* _Task data_:
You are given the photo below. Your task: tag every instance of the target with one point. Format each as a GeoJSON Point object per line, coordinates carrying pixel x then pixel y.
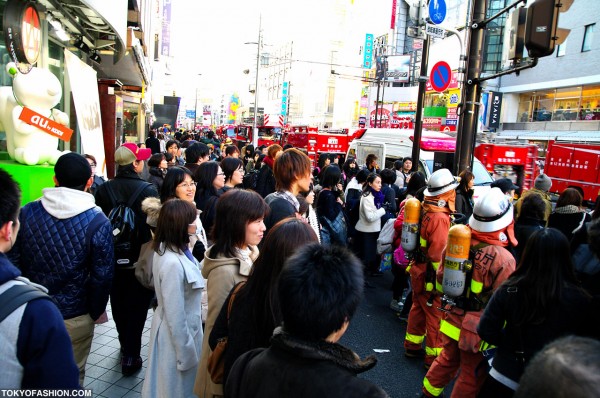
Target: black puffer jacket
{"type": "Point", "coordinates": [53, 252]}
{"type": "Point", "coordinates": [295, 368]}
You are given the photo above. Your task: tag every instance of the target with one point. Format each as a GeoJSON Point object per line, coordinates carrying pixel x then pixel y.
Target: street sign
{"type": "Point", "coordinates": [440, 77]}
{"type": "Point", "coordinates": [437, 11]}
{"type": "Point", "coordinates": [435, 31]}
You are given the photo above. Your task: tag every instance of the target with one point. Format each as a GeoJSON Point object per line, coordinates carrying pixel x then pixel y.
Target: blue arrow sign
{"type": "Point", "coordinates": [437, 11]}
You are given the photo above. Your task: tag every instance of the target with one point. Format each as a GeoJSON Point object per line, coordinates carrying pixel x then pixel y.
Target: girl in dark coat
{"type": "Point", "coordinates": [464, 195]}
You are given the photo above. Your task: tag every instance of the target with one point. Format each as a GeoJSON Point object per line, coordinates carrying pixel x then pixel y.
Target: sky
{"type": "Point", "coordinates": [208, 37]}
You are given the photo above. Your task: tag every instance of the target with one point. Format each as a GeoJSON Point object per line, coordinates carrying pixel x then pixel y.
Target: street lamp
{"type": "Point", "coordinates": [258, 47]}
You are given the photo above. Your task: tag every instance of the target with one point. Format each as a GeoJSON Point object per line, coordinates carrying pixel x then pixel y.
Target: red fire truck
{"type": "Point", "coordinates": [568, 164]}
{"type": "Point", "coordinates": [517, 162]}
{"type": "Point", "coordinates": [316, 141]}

...

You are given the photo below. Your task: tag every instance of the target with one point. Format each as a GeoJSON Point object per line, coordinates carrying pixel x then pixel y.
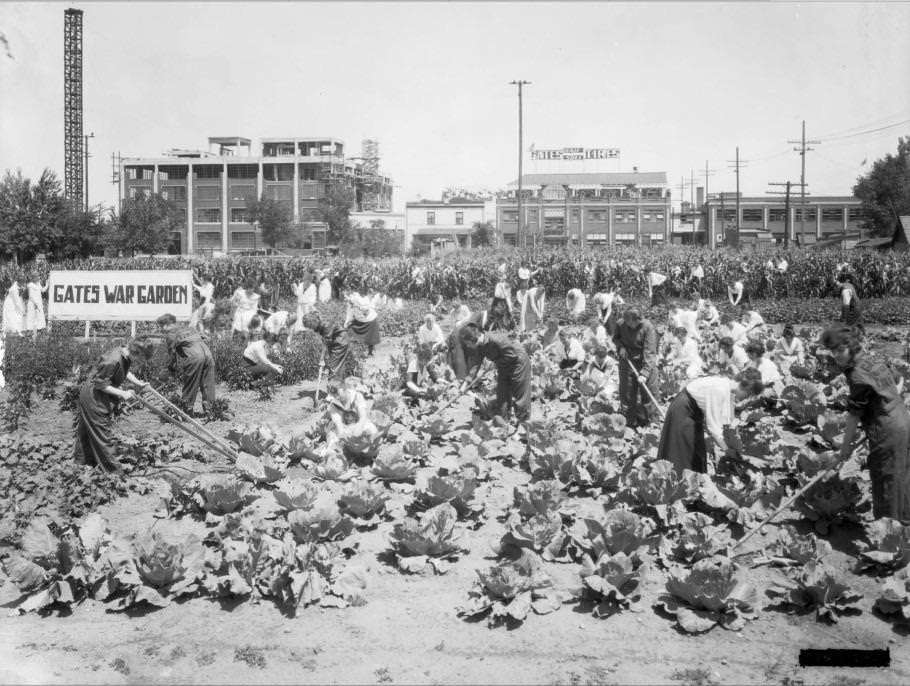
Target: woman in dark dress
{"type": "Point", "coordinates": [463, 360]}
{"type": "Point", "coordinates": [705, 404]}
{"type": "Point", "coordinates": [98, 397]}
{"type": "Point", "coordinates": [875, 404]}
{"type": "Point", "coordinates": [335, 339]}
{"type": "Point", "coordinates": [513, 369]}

* _Aim of the exercise_: Pull out every line of the records above that contains the word "sign", and copy each one in full.

* _Solution to this exercise_:
Target: street sign
Target: blue arrow sign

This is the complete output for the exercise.